• YOUR TASK
Count the lines in the material below that contain the string "tower" with the same capitalization. Reply with the number alone.

• EXTRACTED ENTRIES
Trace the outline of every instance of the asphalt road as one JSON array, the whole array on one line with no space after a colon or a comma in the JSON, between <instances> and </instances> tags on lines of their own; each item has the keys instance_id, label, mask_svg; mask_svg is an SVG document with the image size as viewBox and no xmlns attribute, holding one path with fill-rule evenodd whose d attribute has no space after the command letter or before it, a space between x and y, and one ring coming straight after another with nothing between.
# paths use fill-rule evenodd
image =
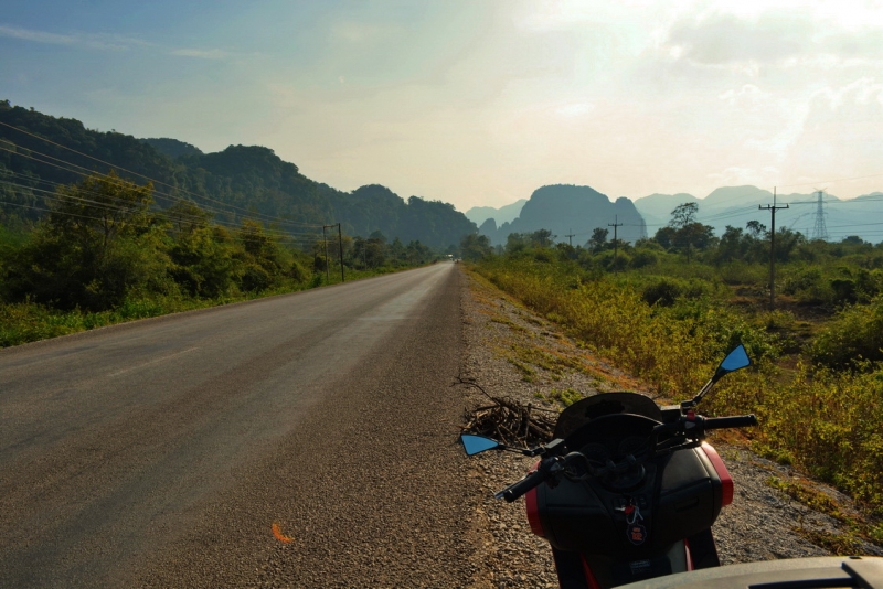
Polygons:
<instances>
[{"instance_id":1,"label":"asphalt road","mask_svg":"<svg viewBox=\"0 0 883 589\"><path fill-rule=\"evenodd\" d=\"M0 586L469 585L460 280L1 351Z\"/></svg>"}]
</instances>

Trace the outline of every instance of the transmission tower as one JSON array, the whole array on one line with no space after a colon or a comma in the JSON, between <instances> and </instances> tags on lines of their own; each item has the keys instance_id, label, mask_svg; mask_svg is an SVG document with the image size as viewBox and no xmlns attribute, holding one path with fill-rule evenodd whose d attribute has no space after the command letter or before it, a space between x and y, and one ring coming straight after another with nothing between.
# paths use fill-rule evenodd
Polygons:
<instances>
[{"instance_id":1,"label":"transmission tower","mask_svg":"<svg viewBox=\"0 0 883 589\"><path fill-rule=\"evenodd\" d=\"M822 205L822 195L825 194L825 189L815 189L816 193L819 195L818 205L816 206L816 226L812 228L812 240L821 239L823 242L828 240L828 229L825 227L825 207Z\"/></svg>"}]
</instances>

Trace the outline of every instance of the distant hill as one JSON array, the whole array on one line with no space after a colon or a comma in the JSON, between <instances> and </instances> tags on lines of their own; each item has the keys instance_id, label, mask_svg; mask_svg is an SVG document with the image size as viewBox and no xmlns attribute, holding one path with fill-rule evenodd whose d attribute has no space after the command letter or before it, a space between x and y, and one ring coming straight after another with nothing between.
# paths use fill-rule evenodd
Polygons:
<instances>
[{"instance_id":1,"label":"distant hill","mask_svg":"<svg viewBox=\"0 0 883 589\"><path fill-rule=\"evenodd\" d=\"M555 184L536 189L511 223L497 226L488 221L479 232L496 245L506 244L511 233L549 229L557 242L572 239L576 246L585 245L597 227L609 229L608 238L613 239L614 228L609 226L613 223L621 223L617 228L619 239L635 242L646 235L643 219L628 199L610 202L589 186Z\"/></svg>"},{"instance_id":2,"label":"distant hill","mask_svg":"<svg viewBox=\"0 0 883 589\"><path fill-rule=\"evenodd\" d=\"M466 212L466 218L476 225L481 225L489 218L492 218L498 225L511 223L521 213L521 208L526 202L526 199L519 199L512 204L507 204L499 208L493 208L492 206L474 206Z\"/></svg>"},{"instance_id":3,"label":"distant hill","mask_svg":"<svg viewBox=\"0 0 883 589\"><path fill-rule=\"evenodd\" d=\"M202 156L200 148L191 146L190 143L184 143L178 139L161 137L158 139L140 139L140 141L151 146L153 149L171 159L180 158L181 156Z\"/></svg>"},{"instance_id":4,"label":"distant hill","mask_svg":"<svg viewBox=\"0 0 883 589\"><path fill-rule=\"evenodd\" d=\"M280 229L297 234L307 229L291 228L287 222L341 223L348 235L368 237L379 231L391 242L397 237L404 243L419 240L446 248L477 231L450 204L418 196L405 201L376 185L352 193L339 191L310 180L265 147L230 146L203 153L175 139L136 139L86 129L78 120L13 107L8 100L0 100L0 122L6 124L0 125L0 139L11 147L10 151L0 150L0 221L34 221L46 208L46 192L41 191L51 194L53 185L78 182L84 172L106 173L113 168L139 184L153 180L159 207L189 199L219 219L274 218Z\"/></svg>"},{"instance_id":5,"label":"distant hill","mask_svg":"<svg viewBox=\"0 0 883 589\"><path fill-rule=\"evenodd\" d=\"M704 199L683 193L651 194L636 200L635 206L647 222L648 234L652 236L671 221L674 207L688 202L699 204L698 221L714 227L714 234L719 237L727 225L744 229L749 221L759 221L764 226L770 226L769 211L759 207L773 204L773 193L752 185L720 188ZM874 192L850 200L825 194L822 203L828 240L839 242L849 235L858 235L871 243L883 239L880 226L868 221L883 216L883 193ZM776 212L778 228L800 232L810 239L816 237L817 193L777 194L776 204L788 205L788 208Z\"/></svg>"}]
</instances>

* * *

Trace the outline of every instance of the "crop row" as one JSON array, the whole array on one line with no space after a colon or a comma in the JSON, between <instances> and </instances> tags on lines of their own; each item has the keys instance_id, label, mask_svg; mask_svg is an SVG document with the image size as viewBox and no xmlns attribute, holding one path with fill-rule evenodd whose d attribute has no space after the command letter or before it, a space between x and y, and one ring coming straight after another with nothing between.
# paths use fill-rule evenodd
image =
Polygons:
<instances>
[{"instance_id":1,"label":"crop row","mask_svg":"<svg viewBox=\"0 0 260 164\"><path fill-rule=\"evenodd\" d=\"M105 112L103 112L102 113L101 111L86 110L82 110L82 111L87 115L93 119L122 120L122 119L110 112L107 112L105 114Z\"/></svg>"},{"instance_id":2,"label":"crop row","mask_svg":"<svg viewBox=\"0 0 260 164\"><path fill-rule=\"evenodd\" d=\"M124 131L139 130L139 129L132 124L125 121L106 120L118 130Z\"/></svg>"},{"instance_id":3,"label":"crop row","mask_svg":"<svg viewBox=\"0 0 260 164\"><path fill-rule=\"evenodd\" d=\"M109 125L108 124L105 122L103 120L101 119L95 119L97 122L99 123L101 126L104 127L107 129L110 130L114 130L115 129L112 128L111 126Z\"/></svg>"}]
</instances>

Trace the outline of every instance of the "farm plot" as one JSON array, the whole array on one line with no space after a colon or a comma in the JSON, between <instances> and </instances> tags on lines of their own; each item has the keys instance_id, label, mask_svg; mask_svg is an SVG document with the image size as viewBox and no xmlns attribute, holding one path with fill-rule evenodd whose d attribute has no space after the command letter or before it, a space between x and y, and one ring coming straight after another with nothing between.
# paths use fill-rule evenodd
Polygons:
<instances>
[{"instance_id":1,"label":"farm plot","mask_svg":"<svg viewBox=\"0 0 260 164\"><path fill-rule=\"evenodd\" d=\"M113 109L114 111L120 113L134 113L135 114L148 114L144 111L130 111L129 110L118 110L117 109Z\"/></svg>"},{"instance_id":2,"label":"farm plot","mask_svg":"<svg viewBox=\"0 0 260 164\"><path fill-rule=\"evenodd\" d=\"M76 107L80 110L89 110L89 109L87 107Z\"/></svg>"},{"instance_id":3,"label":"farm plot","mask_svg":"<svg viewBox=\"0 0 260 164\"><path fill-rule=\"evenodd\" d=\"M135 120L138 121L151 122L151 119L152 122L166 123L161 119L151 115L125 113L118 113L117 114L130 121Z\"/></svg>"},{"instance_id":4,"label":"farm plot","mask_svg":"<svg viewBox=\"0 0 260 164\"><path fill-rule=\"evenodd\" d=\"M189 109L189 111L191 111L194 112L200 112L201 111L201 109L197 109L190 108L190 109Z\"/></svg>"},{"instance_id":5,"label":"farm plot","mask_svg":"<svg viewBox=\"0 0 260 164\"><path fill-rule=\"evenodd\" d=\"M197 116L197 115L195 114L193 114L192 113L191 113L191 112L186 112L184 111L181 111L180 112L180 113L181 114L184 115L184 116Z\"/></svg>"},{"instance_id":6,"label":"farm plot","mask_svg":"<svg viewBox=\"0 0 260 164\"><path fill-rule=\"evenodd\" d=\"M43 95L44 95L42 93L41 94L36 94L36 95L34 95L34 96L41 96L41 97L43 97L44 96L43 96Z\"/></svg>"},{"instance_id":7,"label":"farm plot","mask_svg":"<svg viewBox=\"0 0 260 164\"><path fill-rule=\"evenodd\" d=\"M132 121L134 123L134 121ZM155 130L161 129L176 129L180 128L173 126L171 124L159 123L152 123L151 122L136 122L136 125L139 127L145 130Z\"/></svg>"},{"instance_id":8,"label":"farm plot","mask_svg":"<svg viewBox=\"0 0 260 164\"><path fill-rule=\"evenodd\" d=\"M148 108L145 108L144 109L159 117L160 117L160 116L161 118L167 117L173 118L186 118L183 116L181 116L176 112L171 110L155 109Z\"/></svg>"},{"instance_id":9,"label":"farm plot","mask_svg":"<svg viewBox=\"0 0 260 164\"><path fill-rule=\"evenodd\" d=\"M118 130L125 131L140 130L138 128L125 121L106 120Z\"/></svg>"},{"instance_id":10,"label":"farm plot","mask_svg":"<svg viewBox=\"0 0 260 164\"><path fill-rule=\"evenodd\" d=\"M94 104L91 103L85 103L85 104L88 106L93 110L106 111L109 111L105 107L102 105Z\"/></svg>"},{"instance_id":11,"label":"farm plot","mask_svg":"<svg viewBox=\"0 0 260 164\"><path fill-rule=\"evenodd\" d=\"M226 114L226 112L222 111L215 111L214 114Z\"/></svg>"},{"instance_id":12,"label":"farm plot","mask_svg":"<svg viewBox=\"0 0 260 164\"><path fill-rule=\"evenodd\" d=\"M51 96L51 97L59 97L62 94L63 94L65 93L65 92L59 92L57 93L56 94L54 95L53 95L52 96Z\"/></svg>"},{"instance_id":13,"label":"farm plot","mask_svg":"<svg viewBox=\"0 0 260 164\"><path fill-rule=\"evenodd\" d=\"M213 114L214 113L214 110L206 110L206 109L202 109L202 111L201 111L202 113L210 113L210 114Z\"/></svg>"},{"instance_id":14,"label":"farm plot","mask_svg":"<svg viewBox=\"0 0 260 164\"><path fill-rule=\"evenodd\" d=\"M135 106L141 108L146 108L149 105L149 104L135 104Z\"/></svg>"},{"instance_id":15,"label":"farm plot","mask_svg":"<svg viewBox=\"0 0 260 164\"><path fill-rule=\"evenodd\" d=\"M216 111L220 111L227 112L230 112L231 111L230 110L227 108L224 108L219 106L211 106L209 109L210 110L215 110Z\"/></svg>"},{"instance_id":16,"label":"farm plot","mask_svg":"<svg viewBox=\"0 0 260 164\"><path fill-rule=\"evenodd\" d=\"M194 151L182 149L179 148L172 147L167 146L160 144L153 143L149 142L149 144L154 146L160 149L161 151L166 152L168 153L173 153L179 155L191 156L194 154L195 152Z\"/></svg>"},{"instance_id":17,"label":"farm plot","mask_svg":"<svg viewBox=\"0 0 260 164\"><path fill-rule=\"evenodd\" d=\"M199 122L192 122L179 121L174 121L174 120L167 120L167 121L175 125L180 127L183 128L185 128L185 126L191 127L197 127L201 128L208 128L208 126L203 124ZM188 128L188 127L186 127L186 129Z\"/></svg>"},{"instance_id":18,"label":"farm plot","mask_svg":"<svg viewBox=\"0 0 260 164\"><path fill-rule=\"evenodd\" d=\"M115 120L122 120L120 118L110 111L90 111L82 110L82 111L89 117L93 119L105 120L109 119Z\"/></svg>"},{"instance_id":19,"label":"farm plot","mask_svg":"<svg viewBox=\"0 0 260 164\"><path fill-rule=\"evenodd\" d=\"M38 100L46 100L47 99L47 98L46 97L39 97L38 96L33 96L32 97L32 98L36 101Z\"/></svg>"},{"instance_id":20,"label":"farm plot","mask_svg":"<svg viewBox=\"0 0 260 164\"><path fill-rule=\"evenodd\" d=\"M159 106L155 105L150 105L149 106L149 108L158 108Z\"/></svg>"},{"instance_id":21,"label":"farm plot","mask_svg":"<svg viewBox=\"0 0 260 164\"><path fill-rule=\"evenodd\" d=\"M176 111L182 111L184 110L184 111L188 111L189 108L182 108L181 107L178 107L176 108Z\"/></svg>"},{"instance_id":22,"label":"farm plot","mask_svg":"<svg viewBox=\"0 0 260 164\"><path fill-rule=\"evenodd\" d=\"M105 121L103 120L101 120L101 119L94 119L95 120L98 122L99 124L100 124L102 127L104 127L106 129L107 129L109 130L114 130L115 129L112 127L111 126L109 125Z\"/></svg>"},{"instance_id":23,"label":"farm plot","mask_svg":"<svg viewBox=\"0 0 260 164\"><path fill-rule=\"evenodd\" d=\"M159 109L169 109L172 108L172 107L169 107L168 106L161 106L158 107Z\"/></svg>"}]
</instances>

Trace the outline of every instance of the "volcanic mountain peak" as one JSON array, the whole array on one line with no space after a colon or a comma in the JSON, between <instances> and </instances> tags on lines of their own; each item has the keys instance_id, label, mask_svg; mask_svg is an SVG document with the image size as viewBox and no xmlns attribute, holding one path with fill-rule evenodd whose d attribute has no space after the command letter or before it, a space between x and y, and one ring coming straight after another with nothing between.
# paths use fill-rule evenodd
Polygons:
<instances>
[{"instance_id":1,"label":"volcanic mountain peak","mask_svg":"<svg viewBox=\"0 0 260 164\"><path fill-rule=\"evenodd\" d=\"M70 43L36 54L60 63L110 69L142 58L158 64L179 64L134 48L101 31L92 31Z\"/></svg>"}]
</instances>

• WORKED SOLUTION
2